## [What is expected]
Copy out the entire text on the June 2016 Mukalla attacks word for word.

## [Provided text]
================================

- Location: Mukalla, Hadhramaut Governorate, Yemen
- Date: 28 June 2016
- Target: Soldiers
- Attack type: Suicide bombings, shootings
- Deaths: 43+ to 50 (+8 attackers)
- Injured: 37
- Perpetrator: Islamic State - Yemen Province
- Motive: Terror

= June 2016 Mukalla attacks =

Series of terrorist attacks in Mukalla, Yemen

The June 2016 Mukalla attacks occurred on 28 June 2016. The death toll counts were officially at least 43, with around 37 injured. ISIL claimed, that 8 suicide bombers killed 50 people. There were at least seven separate attacks. The attacks occurred in the Hadhramaut province capital, Mukalla. Al-Qaeda was originally suspected to be behind the attacks. The attacks targeted fasting Yemeni soldiers during Ramadan, not long before they were about to break their fasting. The attack not only killed soldiers, but also civilians, who were mostly passers-by. The death toll is expected to rise. The attacks are another in a series of attacks on soldiers and policemen in urban areas of Yemen.

================================

## [Supplied material]

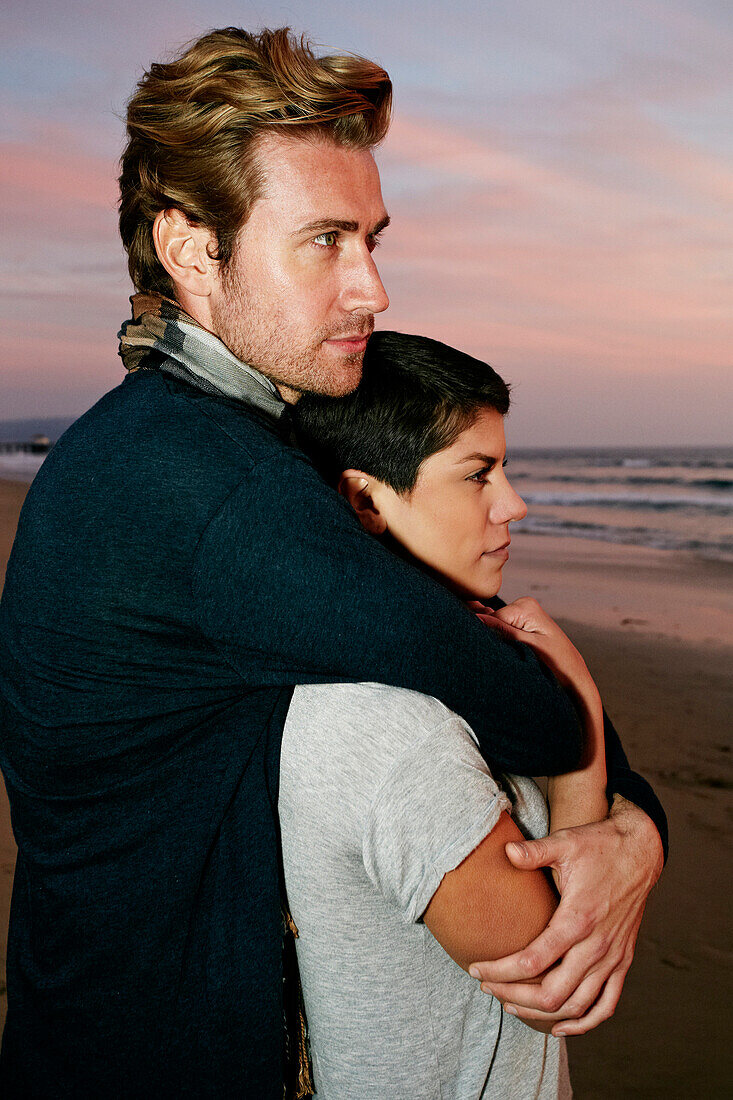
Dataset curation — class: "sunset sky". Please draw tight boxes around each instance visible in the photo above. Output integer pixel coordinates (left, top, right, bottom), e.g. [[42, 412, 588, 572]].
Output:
[[0, 0, 733, 446]]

================================

## [Answer for the task]
- Location: Mukalla, Hadhramaut Governorate, Yemen
- Date: 28 June 2016
- Target: Soldiers
- Attack type: Suicide bombings, shootings
- Deaths: 43+ to 50 (+8 attackers)
- Injured: 37
- Perpetrator: Islamic State - Yemen Province
- Motive: Terror

= June 2016 Mukalla attacks =

Series of terrorist attacks in Mukalla, Yemen

The June 2016 Mukalla attacks occurred on 28 June 2016. The death toll counts were officially at least 43, with around 37 injured. ISIL claimed, that 8 suicide bombers killed 50 people. There were at least seven separate attacks. The attacks occurred in the Hadhramaut province capital, Mukalla. Al-Qaeda was originally suspected to be behind the attacks. The attacks targeted fasting Yemeni soldiers during Ramadan, not long before they were about to break their fasting. The attack not only killed soldiers, but also civilians, who were mostly passers-by. The death toll is expected to rise. The attacks are another in a series of attacks on soldiers and policemen in urban areas of Yemen.